EXERCISES:
A: In the thread on chew-proof dog beds, rewrite everything from "Kuranda make suspended" down to "within an hour.", using "visiting dogs" in place of "boarders".
B: In the dog bed thread, what does s4sugar first suggest spraying the Vetbed with?
C: Write the next part of the thread about chew-proof dog beds, starting after its last post.

GIVEN PASSAGE:
:::::
# Chew Proof Dog Beds?



## LittleMonster (22 October 2013)

Unfortunately my dog goes through beds like no tomorrow!

She had a few duvets too but they are gone shredded within a week!

I have searched this but i don't know which one is best so looking for your advice on the best one, it will ''need'' to fit inside a Large plastic dog bed if possible if not i can just throw it in the garage with all the other things i have bought, tried and failed lol!

Thank you


----------



## s4sugar (22 October 2013)

Vetbed sprayed with Bitter Apple plus a stuffed kong.


----------



## Honey08 (22 October 2013)

There was a thread on this a couple of weeks ago.  Try and find it?  There weren't many conclusions really!


----------



## sbloom (22 October 2013)

Kuranda make suspended dog beds which the breeder of our new Dane puppy recommends, not cheap but we'll be getting one.


----------



## s4sugar (22 October 2013)

Kurunda beds are pretty good but no fabric is truely indestructable. For boarders that are inclined to chew I fill the plastic beds with shredded tea bag paper offcuts but in twenty odd years I have had a handful of dogs that would destroy anything they could get their jaws around. I have even tried fixing dirt trapper mats to boards. A staffie coming in today can demolish any bedding & the plastic bed too within an hour.


----------



## lachlanandmarcus (22 October 2013)

Tuffies make one which is guaranteed not to be eaten/chewed to bits, just one of their models (tho the rest are very tough and withstood my Dobermans habits, his record includes flinging the entire interior of a caravan into bits :-DD) 

Scroll down to The bottom of the page 'The Really Tough Tuffie"
http://www.tuffies.co.uk/dog-beds.asp


----------



## LittleMonster (22 October 2013)

I think if i could find something with the same material as a horse rug then it may be worth the money as she seems to only chew the ''softer'' and weaker materials! (she is an funny one!)

The really tough tuffie looks amazing!!! if only i had a spare 200 squids! I also like the 'tuffies plastic bed liner!' 

Thank you!
:::::
Point placement entries:
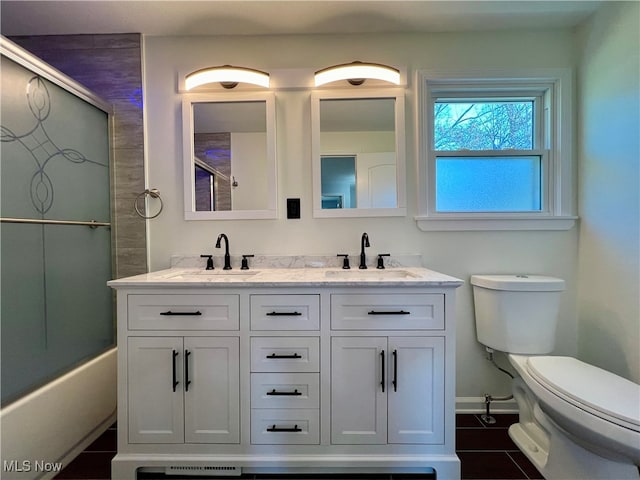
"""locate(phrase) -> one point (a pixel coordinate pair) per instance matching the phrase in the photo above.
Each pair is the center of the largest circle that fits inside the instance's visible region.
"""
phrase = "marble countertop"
(313, 274)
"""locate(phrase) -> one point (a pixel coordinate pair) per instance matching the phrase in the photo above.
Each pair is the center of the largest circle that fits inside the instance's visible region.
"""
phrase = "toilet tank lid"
(519, 282)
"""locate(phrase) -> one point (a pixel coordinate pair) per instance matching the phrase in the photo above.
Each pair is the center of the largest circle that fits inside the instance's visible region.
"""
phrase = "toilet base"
(553, 453)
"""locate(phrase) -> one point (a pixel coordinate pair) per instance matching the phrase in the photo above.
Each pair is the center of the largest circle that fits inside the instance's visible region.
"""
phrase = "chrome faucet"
(364, 242)
(227, 257)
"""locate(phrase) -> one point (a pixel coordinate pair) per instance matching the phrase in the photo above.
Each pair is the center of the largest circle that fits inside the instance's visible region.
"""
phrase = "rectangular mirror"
(358, 153)
(229, 156)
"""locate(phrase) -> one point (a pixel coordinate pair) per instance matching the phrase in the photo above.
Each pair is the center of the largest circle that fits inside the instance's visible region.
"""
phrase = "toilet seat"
(601, 393)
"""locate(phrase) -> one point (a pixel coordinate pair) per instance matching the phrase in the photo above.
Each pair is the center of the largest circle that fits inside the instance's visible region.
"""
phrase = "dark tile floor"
(486, 452)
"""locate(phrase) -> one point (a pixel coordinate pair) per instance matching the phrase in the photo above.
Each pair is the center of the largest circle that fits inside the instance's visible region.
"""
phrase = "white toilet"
(577, 421)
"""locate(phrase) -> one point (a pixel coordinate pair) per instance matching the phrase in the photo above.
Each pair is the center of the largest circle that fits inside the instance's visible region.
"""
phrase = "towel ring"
(153, 193)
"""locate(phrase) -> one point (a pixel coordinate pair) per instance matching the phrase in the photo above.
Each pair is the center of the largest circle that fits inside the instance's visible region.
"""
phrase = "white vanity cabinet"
(300, 377)
(183, 389)
(387, 390)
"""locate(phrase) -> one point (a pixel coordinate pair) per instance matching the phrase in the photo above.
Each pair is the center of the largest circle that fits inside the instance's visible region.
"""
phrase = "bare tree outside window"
(505, 125)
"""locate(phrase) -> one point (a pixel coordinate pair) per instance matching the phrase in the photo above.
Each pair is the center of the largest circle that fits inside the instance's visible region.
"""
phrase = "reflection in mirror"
(229, 158)
(358, 159)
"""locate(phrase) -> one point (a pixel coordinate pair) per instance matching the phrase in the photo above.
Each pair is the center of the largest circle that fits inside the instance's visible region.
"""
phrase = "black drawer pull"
(382, 370)
(395, 371)
(275, 392)
(187, 382)
(274, 428)
(182, 314)
(174, 379)
(294, 355)
(398, 312)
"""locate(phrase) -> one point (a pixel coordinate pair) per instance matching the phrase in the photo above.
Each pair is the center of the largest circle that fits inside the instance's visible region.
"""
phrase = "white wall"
(456, 253)
(609, 203)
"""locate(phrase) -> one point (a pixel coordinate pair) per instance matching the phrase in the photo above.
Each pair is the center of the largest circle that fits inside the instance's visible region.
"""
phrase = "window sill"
(492, 223)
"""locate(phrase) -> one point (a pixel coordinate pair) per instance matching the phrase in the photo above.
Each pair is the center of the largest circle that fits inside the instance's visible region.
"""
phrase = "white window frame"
(553, 143)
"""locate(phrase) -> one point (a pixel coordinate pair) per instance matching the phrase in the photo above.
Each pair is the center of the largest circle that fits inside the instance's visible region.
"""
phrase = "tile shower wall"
(110, 66)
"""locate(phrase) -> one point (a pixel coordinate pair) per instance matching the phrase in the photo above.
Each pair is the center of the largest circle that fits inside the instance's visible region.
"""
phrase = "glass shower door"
(55, 233)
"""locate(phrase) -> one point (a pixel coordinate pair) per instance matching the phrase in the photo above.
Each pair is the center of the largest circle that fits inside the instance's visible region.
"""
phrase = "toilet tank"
(517, 313)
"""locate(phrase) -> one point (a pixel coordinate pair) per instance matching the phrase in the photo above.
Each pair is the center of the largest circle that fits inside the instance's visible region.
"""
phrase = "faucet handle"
(381, 260)
(245, 262)
(209, 261)
(345, 261)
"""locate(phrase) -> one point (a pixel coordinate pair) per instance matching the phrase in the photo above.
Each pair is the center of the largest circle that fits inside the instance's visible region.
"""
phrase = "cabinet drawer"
(285, 312)
(387, 312)
(184, 312)
(285, 390)
(285, 427)
(291, 354)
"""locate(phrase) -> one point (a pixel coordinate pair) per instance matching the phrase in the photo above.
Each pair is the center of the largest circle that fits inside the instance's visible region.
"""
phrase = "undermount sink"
(213, 274)
(370, 274)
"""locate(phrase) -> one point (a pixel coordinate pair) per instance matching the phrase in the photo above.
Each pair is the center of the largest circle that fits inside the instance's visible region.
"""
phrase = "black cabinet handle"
(187, 353)
(275, 428)
(398, 312)
(291, 394)
(383, 381)
(173, 361)
(395, 371)
(294, 355)
(181, 314)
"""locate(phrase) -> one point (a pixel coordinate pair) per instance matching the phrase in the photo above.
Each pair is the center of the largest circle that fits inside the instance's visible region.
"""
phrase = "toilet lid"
(585, 385)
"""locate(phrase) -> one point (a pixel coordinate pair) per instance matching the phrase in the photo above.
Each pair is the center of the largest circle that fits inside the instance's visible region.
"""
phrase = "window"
(492, 155)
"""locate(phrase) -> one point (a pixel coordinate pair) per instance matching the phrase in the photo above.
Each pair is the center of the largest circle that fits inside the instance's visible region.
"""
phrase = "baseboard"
(477, 405)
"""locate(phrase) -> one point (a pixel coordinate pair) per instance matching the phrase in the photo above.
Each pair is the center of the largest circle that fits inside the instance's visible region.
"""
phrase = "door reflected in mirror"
(229, 158)
(358, 158)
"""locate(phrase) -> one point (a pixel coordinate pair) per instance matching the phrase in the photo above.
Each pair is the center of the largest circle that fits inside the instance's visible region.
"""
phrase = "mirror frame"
(372, 93)
(190, 212)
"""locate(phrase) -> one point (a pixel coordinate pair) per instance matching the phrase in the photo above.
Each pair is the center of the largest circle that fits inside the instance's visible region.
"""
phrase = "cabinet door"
(358, 394)
(416, 390)
(212, 389)
(154, 383)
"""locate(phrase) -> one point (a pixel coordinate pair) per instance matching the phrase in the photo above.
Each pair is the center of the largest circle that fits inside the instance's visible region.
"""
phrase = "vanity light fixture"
(228, 76)
(357, 72)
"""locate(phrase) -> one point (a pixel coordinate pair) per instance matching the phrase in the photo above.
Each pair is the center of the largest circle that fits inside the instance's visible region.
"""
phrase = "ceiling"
(269, 17)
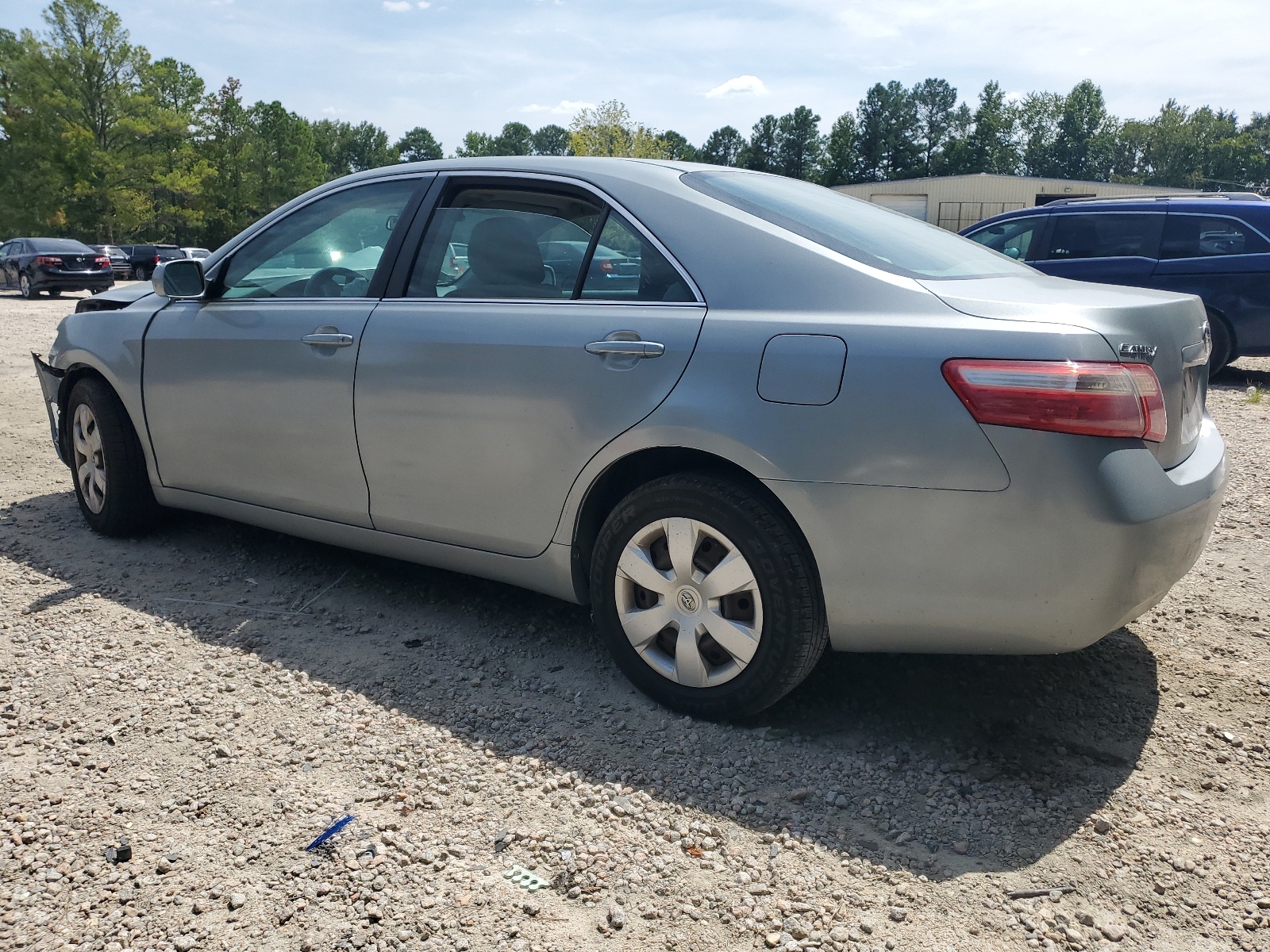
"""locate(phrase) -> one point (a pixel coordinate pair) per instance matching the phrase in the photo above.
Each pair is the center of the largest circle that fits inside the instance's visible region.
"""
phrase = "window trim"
(400, 278)
(1039, 236)
(1056, 216)
(410, 211)
(1227, 216)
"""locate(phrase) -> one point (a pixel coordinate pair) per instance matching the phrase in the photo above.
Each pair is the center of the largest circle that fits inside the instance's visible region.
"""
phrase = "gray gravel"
(216, 695)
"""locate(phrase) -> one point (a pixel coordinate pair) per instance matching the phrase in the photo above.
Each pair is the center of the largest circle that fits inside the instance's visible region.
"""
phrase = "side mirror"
(181, 279)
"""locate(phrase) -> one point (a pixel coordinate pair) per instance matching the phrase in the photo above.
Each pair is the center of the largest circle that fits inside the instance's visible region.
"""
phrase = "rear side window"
(1013, 238)
(867, 232)
(1077, 236)
(1203, 236)
(505, 243)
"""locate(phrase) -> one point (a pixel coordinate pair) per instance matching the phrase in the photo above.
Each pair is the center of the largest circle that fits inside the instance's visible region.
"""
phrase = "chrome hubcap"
(689, 603)
(89, 460)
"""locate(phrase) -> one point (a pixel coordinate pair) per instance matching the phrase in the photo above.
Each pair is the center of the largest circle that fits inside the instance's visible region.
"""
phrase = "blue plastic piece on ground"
(330, 831)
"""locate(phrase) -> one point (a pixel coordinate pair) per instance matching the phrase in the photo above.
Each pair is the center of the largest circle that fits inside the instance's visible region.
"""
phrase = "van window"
(1100, 235)
(1210, 236)
(1013, 238)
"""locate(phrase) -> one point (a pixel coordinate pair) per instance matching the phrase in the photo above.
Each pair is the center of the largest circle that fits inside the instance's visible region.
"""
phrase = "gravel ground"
(216, 695)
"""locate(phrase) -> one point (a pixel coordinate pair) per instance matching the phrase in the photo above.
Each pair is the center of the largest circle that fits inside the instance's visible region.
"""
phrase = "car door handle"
(328, 340)
(628, 348)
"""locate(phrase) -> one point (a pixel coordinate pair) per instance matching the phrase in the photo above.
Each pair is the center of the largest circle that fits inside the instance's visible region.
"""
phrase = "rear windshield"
(60, 245)
(860, 230)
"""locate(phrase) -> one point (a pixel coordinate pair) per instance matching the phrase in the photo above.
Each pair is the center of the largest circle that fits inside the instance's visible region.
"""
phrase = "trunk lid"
(1132, 321)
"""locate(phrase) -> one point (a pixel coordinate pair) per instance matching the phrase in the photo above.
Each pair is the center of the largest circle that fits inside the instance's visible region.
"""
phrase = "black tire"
(794, 631)
(1223, 344)
(126, 505)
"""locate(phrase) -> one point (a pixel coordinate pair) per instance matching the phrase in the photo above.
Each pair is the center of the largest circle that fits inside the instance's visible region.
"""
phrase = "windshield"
(860, 230)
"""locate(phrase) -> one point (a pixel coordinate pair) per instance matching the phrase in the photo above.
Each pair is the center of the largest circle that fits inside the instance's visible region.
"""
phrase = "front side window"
(628, 267)
(863, 232)
(330, 248)
(505, 241)
(1013, 238)
(1077, 236)
(1204, 236)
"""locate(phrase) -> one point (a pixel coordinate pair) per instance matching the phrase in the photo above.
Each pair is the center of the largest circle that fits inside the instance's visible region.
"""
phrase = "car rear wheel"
(706, 596)
(1223, 344)
(107, 463)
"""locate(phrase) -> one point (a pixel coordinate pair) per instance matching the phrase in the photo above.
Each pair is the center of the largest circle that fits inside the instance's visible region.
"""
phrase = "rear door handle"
(328, 340)
(626, 348)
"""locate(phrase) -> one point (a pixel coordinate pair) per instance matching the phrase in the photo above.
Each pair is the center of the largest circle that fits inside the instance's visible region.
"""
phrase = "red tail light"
(1064, 397)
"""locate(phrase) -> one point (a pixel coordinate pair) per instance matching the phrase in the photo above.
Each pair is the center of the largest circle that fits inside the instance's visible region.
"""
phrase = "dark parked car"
(144, 258)
(120, 266)
(55, 266)
(1210, 245)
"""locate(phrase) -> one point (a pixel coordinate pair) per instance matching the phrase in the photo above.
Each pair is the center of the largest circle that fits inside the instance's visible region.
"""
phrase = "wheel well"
(64, 393)
(633, 471)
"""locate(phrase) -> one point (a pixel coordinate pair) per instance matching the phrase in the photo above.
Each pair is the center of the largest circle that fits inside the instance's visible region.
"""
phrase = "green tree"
(764, 150)
(347, 149)
(723, 148)
(1085, 145)
(887, 120)
(418, 145)
(799, 145)
(609, 131)
(991, 144)
(677, 148)
(552, 140)
(935, 106)
(841, 162)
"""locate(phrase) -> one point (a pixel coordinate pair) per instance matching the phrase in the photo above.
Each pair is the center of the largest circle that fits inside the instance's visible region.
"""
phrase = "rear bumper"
(50, 385)
(1089, 535)
(71, 281)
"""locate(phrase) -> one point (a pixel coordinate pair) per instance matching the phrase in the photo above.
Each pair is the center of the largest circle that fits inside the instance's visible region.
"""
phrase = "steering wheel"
(323, 283)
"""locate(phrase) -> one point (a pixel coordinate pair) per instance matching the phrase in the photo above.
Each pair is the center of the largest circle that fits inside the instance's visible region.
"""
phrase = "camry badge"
(1147, 351)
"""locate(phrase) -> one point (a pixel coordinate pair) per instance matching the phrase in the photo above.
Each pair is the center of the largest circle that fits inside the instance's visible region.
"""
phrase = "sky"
(691, 65)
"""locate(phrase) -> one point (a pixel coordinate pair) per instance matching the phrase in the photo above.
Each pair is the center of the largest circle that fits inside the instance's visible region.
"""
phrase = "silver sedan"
(742, 416)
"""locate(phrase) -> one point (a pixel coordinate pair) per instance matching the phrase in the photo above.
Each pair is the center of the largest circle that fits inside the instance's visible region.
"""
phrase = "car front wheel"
(706, 596)
(107, 463)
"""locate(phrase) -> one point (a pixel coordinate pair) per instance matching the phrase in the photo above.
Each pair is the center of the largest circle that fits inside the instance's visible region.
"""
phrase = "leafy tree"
:::::
ANSWERS BY TASK:
A:
Kuranda make suspended dog beds which the breeder of our new Dane puppy recommends, not cheap but we'll be getting one.


----------



## s4sugar (22 October 2013)

Kurunda beds are pretty good but no fabric is truely indestructable. For visiting dogs that are inclined to chew I fill the plastic beds with shredded tea bag paper offcuts but in twenty odd years I have had a handful of dogs that would destroy anything they could get their jaws around. I have even tried fixing dirt trapper mats to boards. A staffie coming in today can demolish any bedding & the plastic bed too within an hour.

B: Bitter Apple.

C:
----------



## Twizzel (22 October 2013)

Tuffies all the way, ours is the only bed that spaniel hasn't chewed! Lasted 14 months and still as good as new.


----------



## sbloom (22 October 2013)

The Kurunda one seems to have very tough fabric which can't be chewed at all, only vulnerable to being scraped at by paws.  Because it is stretched out there is nothing that will feel vulnerable to her.  It also doesn't HAVE to have a soft topper of any kind, though the breeders use the tough cotton dirt trapper type door mats on their outdoor ones.


----------



## LittleMonster (22 October 2013)

sbloom said:



			The Kurunda one seems to have very tough fabric which can't be chewed at all, only vulnerable to being scraped at by paws.  Because it is stretched out there is nothing that will feel vulnerable to her.  It also doesn't HAVE to have a soft topper of any kind, though the breeders use the tough cotton dirt trapper type door mats on their outdoor ones.
		
Click to expand...

OMG! i googled the dog bed you had explained and look what i found! its not just a dog bed 
http://www.kurandadogbeds.org/Photos/Snyder the Dog Deer.jpg

they actually look quite comfy but knowing my little brother he will try and use it as a trampoline...!


----------



## DW Team (22 October 2013)

I was a little mean when our GSD puppy started to chew her bed and our shoe rack I put the smallest amount possible of cribox on the chew area.  She only tried it the once and touch wood she has never tried to chew anything again.


----------



## LittleMonster (22 October 2013)

DWTeam said:



			I was a little mean when our GSD puppy started to chew her bed and our shoe rack I put the smallest amount possible of cribox on the chew area.  She only tried it the once and touch wood she has never tried to chew anything again.
		
Click to expand...

That is actually i good idea! but she does have a sensitive stomach which i have just been able to work out how to manage! Things i do for her


----------



## CorvusCorax (22 October 2013)

TBH with dogs who routinely chew then I don't give them beds. I had an older female and she got a bit of Vetbed, if she chewed it or dragged it outside I removed it for a few days.

My current dog has ridiculously strong jaws and lives to hold and chew things. I refuse to spend money on expensive beds that he is going to wreck, and he's a young fit working type dog so he doesn't actually need a big comfy fluffy bed anyway, he gets old towels or fleeces as anything with any type of stuffing or filling is just to be emptied!

He also destroyed one of those suspended-type beds with the tough canvas, and he's also eaten rubber cow mats.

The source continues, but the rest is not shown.